Elapsed: 00:00:55.81

You can ignore the hints in the query, I just used these for get the plan I wanted for my demo. I also forced the serial full segment scans to use direct path reads (and thus attempt Smart Scans on Exadata) using the _serial_direct_read parameter.

Note that while I do have a direct filter predicate on the “small” CUSTOMERS table, I don’t have any predicates on the “large” ORDERS table, so there’s no filter predicate to offload to storage layer on the ORDERS table (but the column projection and HCC decompression can still be offloaded on that table too). Anyway, the query ran in over 55 seconds.

Let’s run this now with PARALLEL degree 2 and compare the results:

SQL> ALTER SESSION FORCE PARALLEL QUERY PARALLEL 2;

Session altered.

SQL> SELECT
  2      /*+ LEADING(c)
  3          NO_SWAP_JOIN_INPUTS(o)
  4          INDEX_RS_ASC(c(cust_email))
  5          FULL(o)
  6          MONITOR
  7      */
  8      *
  9  FROM
 10      soe.customers c
 11    , soe.orders o
 12  WHERE
 13      o.customer_id = c.customer_id
 14  AND c.cust_email = 'florencio@ivtboge.com'
 15  /

CUSTOMER_ID CUST_FIRST_NAME                CUST_LAST_NAME       
----------- ------------------------------ ---------------------
  399999199 brooks                         laxton               

Elapsed: 00:00:03.80

Now the query ran in less than 4 seconds. How come did the same query run close to 15 times faster than in serial? The parallel degree 2 for this simple query should give me max 4 slaves doing the work… 15x speedup indicates that something else has changed as well.

The first thing I would normally suspect is that perhaps the direct path reads were not attempted for the serial query (and Smart Scans did not kick in). That would sure explain the big performance difference… but I did explicitly force the serial direct path reads in my session. Anyway, let’s stop guessing and instead know for sure by measuring these experiments!

SQL Monitoring reports are a good starting point (I have added the MONITOR hint to the query so that the SQL monitoring would kick in immediately also for serial queries).

::::::::

# To be done:
(1) In the query-tuning text, what parameter forced the serial full segment scans to use direct path reads?
(2) Rewrite the query-tuning text from "Now the query" up to and including "measuring these experiments!", changing "Smart Scans" to "storage offloading".
The lines after the text have no role in this exercise.

::::::::

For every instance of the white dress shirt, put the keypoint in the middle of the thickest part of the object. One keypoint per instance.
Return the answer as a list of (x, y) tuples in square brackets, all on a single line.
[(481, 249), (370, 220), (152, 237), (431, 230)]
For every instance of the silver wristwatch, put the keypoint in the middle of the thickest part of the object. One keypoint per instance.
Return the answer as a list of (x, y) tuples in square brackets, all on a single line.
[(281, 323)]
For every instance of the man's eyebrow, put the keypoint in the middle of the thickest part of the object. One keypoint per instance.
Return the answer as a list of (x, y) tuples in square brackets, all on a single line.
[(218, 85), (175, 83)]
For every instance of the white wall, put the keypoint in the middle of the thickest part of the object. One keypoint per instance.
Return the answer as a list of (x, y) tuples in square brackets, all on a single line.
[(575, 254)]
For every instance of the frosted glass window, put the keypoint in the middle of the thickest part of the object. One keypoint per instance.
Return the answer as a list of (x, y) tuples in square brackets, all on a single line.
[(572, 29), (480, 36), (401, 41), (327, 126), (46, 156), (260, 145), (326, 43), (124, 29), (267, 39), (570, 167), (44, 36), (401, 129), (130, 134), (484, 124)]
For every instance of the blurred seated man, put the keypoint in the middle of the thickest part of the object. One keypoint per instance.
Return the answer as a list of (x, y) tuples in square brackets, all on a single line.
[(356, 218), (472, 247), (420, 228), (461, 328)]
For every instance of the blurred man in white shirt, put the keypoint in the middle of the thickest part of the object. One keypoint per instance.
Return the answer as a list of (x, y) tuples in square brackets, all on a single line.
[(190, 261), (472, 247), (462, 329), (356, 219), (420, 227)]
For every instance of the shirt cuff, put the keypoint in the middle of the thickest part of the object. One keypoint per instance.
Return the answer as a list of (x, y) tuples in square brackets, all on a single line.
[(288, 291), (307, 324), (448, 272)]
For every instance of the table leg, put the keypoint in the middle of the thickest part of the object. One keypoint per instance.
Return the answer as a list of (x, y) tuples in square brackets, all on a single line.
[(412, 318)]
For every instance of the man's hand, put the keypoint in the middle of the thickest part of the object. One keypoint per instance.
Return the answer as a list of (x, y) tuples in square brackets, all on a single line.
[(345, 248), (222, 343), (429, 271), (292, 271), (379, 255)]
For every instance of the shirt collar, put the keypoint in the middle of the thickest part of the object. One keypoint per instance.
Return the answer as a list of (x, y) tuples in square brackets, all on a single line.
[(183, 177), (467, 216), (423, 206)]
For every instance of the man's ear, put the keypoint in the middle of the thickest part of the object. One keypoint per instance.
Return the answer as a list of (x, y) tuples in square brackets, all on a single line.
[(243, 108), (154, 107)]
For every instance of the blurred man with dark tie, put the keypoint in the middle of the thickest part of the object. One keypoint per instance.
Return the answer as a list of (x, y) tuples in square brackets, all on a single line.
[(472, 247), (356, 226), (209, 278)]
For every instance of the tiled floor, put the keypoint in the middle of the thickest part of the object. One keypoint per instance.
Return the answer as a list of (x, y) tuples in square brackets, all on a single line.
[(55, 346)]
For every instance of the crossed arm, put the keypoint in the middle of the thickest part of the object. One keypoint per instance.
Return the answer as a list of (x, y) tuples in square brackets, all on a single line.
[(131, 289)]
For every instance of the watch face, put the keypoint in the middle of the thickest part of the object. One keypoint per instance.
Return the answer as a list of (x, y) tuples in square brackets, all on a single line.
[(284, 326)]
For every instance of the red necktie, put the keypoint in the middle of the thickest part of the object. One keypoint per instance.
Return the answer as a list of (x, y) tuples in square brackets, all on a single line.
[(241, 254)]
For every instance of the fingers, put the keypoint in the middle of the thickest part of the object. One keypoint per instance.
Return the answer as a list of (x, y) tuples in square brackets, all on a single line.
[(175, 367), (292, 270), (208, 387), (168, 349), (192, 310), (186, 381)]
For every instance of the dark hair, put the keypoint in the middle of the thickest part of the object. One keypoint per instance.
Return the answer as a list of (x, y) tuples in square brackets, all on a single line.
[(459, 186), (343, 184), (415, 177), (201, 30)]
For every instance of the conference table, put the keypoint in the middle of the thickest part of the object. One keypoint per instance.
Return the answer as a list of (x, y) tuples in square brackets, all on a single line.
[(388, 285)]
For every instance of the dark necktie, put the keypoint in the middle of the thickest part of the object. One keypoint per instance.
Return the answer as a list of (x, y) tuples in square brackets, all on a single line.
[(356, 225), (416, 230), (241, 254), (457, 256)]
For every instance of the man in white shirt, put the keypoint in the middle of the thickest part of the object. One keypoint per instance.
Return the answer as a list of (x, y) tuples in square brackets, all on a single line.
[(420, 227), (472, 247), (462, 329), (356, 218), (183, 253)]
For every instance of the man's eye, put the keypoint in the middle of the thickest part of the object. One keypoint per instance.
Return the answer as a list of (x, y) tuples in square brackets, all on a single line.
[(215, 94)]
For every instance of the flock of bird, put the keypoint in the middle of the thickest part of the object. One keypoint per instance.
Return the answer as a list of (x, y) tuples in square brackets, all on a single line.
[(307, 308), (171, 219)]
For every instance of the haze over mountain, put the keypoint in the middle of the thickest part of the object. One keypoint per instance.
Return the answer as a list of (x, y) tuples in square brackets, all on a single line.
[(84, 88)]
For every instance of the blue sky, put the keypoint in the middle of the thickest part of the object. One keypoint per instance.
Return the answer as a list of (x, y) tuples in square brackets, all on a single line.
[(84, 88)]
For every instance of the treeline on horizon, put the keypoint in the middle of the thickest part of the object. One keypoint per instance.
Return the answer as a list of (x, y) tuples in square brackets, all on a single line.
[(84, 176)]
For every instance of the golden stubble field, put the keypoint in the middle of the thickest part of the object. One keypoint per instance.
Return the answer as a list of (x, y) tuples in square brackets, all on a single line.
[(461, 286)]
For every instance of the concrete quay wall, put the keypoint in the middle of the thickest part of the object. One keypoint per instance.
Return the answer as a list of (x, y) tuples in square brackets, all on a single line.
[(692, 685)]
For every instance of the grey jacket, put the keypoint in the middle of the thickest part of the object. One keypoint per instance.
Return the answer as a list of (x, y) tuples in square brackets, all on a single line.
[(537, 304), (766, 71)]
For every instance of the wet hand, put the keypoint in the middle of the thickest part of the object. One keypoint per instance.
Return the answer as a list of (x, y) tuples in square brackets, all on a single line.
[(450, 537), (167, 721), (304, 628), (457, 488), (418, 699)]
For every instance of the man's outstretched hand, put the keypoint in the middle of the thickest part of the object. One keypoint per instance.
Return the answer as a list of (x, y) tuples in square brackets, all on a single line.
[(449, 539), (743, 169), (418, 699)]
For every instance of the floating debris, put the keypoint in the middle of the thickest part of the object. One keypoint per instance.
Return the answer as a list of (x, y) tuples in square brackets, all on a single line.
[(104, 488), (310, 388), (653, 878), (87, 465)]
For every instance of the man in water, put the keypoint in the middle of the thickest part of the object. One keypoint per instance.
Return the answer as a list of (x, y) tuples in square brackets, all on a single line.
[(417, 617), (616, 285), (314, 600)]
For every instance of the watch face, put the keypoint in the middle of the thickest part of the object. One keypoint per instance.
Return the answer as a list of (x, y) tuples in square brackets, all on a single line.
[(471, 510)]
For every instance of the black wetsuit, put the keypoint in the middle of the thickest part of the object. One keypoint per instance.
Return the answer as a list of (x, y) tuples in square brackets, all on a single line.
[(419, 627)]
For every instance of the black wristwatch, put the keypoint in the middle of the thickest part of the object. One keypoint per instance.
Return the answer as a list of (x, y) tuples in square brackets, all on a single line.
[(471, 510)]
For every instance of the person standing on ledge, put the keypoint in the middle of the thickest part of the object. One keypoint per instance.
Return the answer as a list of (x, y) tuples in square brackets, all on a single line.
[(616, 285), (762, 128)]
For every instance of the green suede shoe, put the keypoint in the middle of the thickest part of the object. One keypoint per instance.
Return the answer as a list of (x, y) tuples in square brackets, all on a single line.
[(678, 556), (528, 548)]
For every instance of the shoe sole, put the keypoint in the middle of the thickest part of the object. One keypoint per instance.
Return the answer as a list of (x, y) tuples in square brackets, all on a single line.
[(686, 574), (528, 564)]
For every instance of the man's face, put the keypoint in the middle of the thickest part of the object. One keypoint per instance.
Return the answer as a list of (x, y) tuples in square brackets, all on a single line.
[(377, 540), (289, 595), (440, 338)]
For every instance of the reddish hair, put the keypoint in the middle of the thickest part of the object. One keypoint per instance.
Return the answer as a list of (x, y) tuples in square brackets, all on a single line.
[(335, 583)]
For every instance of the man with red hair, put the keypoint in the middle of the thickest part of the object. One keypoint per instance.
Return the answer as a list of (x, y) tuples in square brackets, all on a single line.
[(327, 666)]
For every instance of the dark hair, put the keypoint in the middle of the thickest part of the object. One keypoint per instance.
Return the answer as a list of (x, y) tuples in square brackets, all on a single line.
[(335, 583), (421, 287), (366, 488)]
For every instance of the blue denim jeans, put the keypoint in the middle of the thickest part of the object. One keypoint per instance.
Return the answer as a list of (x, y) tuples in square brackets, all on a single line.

::::::::

# Answers below:
(1) The _serial_direct_read parameter.

(2)
Now the query ran in less than 4 seconds. How come did the same query run close to 15 times faster than in serial? The parallel degree 2 for this simple query should give me max 4 slaves doing the work… 15x speedup indicates that something else has changed as well.

The first thing I would normally suspect is that perhaps the direct path reads were not attempted for the serial query (and storage offloading did not kick in). That would sure explain the big performance difference… but I did explicitly force the serial direct path reads in my session. Anyway, let’s stop guessing and instead know for sure by measuring these experiments!